* [Consigne]: Redonnez telles quelles toutes les lignes ci-dessous, en laissant de côté les images.

Données d'annotation des contours d'image:

· · · · · · ·

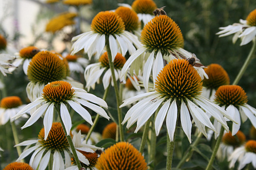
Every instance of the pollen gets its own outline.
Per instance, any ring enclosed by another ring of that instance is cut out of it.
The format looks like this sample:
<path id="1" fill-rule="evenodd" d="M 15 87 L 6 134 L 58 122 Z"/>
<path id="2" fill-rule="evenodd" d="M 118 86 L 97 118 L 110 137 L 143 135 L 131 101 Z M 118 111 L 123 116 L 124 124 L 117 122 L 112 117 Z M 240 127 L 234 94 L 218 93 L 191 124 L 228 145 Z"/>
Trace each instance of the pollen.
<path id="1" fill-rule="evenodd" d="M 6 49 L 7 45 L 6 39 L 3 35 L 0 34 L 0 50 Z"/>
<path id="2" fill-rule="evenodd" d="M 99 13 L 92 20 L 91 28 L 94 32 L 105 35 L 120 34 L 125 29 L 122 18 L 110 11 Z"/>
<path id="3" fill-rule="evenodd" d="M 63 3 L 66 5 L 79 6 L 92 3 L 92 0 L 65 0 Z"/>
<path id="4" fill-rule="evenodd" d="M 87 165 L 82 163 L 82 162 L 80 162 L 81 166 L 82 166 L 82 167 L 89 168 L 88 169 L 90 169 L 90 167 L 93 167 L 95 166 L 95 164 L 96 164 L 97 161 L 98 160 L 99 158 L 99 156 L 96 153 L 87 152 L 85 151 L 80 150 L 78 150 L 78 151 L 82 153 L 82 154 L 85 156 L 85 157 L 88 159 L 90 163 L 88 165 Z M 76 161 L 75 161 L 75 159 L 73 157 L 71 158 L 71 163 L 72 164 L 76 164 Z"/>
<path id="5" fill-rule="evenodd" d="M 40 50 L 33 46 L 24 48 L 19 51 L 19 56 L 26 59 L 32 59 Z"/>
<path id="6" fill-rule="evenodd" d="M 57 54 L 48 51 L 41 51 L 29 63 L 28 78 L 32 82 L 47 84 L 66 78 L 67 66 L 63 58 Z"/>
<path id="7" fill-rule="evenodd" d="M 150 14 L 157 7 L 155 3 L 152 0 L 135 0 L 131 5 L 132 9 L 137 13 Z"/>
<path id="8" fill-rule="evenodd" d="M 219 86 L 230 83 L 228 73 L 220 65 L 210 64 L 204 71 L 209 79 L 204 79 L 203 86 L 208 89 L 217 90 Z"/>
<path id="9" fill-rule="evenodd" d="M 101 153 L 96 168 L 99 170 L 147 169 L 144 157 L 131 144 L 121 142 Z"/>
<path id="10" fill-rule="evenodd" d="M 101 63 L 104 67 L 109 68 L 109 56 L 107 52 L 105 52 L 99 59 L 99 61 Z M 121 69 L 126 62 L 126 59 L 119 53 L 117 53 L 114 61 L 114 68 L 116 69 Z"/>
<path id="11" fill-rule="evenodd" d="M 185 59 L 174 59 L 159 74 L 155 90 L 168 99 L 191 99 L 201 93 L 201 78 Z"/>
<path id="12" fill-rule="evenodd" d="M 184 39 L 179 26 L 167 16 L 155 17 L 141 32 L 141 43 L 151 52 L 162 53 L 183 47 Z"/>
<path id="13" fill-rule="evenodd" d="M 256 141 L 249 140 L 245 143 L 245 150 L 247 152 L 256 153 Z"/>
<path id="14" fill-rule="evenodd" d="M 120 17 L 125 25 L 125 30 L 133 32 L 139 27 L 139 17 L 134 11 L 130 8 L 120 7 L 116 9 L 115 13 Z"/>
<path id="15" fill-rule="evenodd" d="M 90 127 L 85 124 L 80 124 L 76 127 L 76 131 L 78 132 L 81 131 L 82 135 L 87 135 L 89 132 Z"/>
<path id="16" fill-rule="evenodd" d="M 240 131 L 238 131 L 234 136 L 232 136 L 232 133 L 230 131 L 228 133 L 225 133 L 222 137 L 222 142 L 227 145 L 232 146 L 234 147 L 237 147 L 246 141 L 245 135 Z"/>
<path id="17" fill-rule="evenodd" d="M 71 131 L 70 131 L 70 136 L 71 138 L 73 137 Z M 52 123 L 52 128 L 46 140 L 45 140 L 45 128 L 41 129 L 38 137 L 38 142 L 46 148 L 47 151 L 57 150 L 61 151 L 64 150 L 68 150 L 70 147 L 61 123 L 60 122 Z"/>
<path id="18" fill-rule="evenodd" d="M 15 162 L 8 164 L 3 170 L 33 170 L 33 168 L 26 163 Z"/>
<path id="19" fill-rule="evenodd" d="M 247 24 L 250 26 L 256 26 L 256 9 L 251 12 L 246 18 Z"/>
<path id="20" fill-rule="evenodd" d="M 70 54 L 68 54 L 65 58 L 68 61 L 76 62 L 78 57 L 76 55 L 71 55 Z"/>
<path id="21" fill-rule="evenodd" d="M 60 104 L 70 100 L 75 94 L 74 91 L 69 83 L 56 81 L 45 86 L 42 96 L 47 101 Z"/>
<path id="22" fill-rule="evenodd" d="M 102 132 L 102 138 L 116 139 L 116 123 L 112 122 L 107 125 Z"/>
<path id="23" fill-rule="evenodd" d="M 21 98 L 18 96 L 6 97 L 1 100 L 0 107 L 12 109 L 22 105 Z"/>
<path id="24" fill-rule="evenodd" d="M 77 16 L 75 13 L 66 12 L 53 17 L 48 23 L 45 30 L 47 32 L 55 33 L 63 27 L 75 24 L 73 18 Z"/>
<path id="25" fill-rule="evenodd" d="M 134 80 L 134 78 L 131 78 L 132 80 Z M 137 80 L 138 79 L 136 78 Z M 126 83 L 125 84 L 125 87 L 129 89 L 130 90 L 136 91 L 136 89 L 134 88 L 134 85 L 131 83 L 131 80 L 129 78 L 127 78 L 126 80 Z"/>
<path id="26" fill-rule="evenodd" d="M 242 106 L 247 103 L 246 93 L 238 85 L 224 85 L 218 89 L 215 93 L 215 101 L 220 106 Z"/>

· · · · · · ·

* [Réponse]:
Every instance of the pollen gets its own outline.
Per instance, any ring enclosed by another ring of that instance is cut out of it.
The format looks like this sample:
<path id="1" fill-rule="evenodd" d="M 15 87 L 6 134 L 58 122 Z"/>
<path id="2" fill-rule="evenodd" d="M 118 86 L 97 118 L 110 137 L 143 135 L 131 101 Z M 118 111 L 123 116 L 124 124 L 117 122 L 112 117 Z M 240 127 L 234 94 L 218 93 L 191 124 L 228 145 Z"/>
Trace each instance of the pollen.
<path id="1" fill-rule="evenodd" d="M 6 49 L 7 45 L 6 39 L 3 35 L 0 34 L 0 50 Z"/>
<path id="2" fill-rule="evenodd" d="M 99 13 L 92 20 L 91 28 L 94 32 L 105 35 L 120 34 L 125 29 L 122 18 L 110 11 Z"/>
<path id="3" fill-rule="evenodd" d="M 63 3 L 66 5 L 79 6 L 92 3 L 92 0 L 65 0 Z"/>
<path id="4" fill-rule="evenodd" d="M 87 165 L 82 163 L 82 162 L 80 162 L 81 166 L 82 166 L 82 167 L 89 168 L 88 169 L 90 169 L 90 167 L 93 167 L 95 166 L 95 164 L 96 164 L 97 161 L 98 160 L 99 158 L 99 156 L 96 153 L 87 152 L 85 151 L 80 150 L 78 150 L 78 151 L 82 153 L 82 154 L 85 156 L 85 157 L 88 159 L 90 163 L 88 165 Z M 76 161 L 75 161 L 75 159 L 73 157 L 71 158 L 71 163 L 72 164 L 76 164 Z"/>
<path id="5" fill-rule="evenodd" d="M 40 50 L 33 46 L 24 48 L 19 51 L 19 56 L 26 59 L 32 59 Z"/>
<path id="6" fill-rule="evenodd" d="M 57 54 L 48 51 L 41 51 L 29 63 L 28 78 L 32 82 L 47 84 L 66 78 L 67 66 L 63 58 Z"/>
<path id="7" fill-rule="evenodd" d="M 150 14 L 157 7 L 155 3 L 152 0 L 135 0 L 131 5 L 132 9 L 137 13 Z"/>
<path id="8" fill-rule="evenodd" d="M 219 86 L 230 83 L 228 73 L 220 65 L 210 64 L 204 71 L 209 79 L 204 79 L 203 86 L 208 89 L 217 90 Z"/>
<path id="9" fill-rule="evenodd" d="M 101 153 L 96 168 L 99 170 L 147 169 L 144 157 L 131 144 L 121 142 Z"/>
<path id="10" fill-rule="evenodd" d="M 101 63 L 104 67 L 109 68 L 109 56 L 107 52 L 105 52 L 99 59 L 99 61 Z M 121 69 L 126 62 L 126 59 L 119 53 L 117 53 L 114 61 L 114 68 L 116 69 Z"/>
<path id="11" fill-rule="evenodd" d="M 185 59 L 174 59 L 159 74 L 155 90 L 168 99 L 191 99 L 201 93 L 201 78 Z"/>
<path id="12" fill-rule="evenodd" d="M 184 39 L 179 26 L 167 16 L 155 17 L 141 32 L 141 43 L 151 52 L 162 53 L 183 47 Z"/>
<path id="13" fill-rule="evenodd" d="M 256 141 L 249 140 L 245 143 L 245 150 L 247 152 L 256 153 Z"/>
<path id="14" fill-rule="evenodd" d="M 120 17 L 125 25 L 125 30 L 133 32 L 139 27 L 139 17 L 134 11 L 130 8 L 120 7 L 116 9 L 115 13 Z"/>
<path id="15" fill-rule="evenodd" d="M 90 127 L 85 124 L 80 124 L 76 127 L 76 131 L 78 132 L 81 131 L 82 135 L 87 135 L 89 132 Z"/>
<path id="16" fill-rule="evenodd" d="M 240 131 L 238 131 L 234 136 L 232 136 L 232 133 L 230 131 L 228 133 L 225 133 L 222 137 L 222 142 L 227 145 L 232 146 L 234 147 L 237 147 L 246 141 L 245 135 Z"/>
<path id="17" fill-rule="evenodd" d="M 71 131 L 70 131 L 70 136 L 71 138 L 73 137 Z M 52 123 L 52 128 L 46 140 L 45 140 L 45 128 L 41 129 L 38 137 L 38 142 L 46 148 L 47 151 L 57 150 L 61 151 L 64 150 L 68 150 L 70 147 L 61 123 L 60 122 Z"/>
<path id="18" fill-rule="evenodd" d="M 15 162 L 8 164 L 3 170 L 33 170 L 33 168 L 26 163 Z"/>
<path id="19" fill-rule="evenodd" d="M 247 24 L 250 26 L 256 26 L 256 9 L 251 12 L 246 18 Z"/>
<path id="20" fill-rule="evenodd" d="M 70 54 L 68 54 L 65 58 L 68 61 L 76 62 L 78 57 L 76 55 L 71 55 Z"/>
<path id="21" fill-rule="evenodd" d="M 60 104 L 70 100 L 75 94 L 74 91 L 69 83 L 56 81 L 45 86 L 42 96 L 47 101 Z"/>
<path id="22" fill-rule="evenodd" d="M 102 132 L 102 138 L 116 139 L 116 123 L 112 122 L 107 125 Z"/>
<path id="23" fill-rule="evenodd" d="M 21 98 L 18 96 L 6 97 L 1 100 L 0 107 L 12 109 L 22 105 Z"/>
<path id="24" fill-rule="evenodd" d="M 77 16 L 75 13 L 66 12 L 53 17 L 48 23 L 45 30 L 47 32 L 55 33 L 63 27 L 75 24 L 73 18 Z"/>
<path id="25" fill-rule="evenodd" d="M 134 80 L 134 78 L 131 78 L 132 80 Z M 137 80 L 138 79 L 136 78 Z M 126 83 L 125 84 L 125 87 L 129 89 L 130 90 L 136 91 L 136 89 L 134 88 L 134 85 L 131 83 L 131 80 L 129 78 L 127 78 L 126 80 Z"/>
<path id="26" fill-rule="evenodd" d="M 242 106 L 247 103 L 246 93 L 238 85 L 224 85 L 218 89 L 215 93 L 215 101 L 220 106 Z"/>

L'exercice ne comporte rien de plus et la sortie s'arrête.